>> begin Provided material

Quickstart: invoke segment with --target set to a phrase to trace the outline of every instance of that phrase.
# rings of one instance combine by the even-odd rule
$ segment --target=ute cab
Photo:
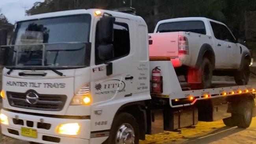
[[[147,32],[141,17],[96,9],[18,21],[1,48],[2,133],[39,143],[103,142],[119,107],[150,98]]]

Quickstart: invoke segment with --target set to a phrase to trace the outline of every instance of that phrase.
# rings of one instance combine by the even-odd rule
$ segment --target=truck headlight
[[[89,105],[91,103],[91,97],[90,94],[90,87],[86,85],[80,89],[74,96],[71,105]]]
[[[9,125],[9,121],[8,120],[8,117],[5,114],[1,113],[0,114],[0,122],[1,124],[6,125]]]
[[[6,99],[6,93],[4,92],[4,90],[3,89],[2,90],[1,90],[1,92],[0,92],[0,95],[1,96],[1,97],[2,97],[2,98],[3,99]]]
[[[77,135],[80,132],[80,127],[78,123],[61,124],[57,127],[56,133],[59,134]]]

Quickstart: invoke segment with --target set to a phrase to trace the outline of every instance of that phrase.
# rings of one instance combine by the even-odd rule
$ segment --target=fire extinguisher
[[[152,92],[154,93],[163,92],[162,77],[159,67],[156,66],[152,70]]]

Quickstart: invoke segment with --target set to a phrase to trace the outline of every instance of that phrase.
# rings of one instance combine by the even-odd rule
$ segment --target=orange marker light
[[[226,96],[226,95],[227,95],[227,93],[226,92],[224,92],[222,93],[222,95],[223,96]]]
[[[211,96],[210,96],[210,94],[206,94],[204,95],[204,98],[210,98]]]
[[[193,96],[189,96],[189,100],[194,100],[194,97],[193,97]]]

>> end Provided material

# Prompt
Turn the entries above into a Markdown table with the columns "Row" and "Entry text," putting each line in its own numbered row. Leave out blank lines and any pictures.

# Solved exercise
| Row | Entry text |
|---|---|
| 1 | Quickstart: invoke segment with --target set to a phrase to trace the outline of every instance of that phrase. |
| 2 | # rings of one instance combine by the even-odd rule |
| 3 | $ segment --target=ute cab |
| 4 | Photo: |
| 5 | [[[147,32],[141,17],[96,9],[18,21],[1,48],[2,133],[39,143],[103,142],[119,107],[150,98]]] |
| 6 | Quickstart: invoke segment with --target set to a phrase to trace the outline of every instance of that phrase. |
| 7 | # rings of one instance combine by the even-odd rule |
| 8 | $ segment --target=truck headlight |
| 9 | [[[89,105],[91,103],[91,97],[90,94],[90,87],[86,85],[80,89],[74,96],[71,105]]] |
| 10 | [[[9,125],[9,121],[8,120],[8,117],[5,114],[1,113],[0,114],[0,122],[1,124],[6,125]]] |
| 11 | [[[6,99],[6,93],[4,92],[4,90],[3,89],[2,90],[1,90],[1,92],[0,92],[0,95],[1,96],[1,97],[2,97],[2,98],[3,99]]] |
| 12 | [[[77,135],[80,132],[80,127],[78,123],[61,124],[57,127],[56,133],[59,134]]] |
| 13 | Quickstart: invoke segment with --target set to a phrase to trace the outline of every instance of that phrase. |
| 14 | # rings of one instance combine by the even-odd rule |
| 15 | $ segment --target=fire extinguisher |
| 16 | [[[152,92],[154,93],[163,92],[162,77],[159,67],[156,66],[152,70]]] |
| 17 | Quickstart: invoke segment with --target set to a phrase to trace the outline of every instance of that phrase. |
| 18 | # rings of one instance combine by the even-odd rule |
| 19 | $ segment --target=orange marker light |
| 20 | [[[226,96],[226,95],[227,95],[227,93],[226,92],[224,92],[222,93],[222,95],[223,96]]] |
| 21 | [[[211,96],[210,96],[210,94],[206,94],[204,95],[204,98],[210,98]]] |
| 22 | [[[193,96],[189,96],[189,100],[194,100],[194,97],[193,97]]] |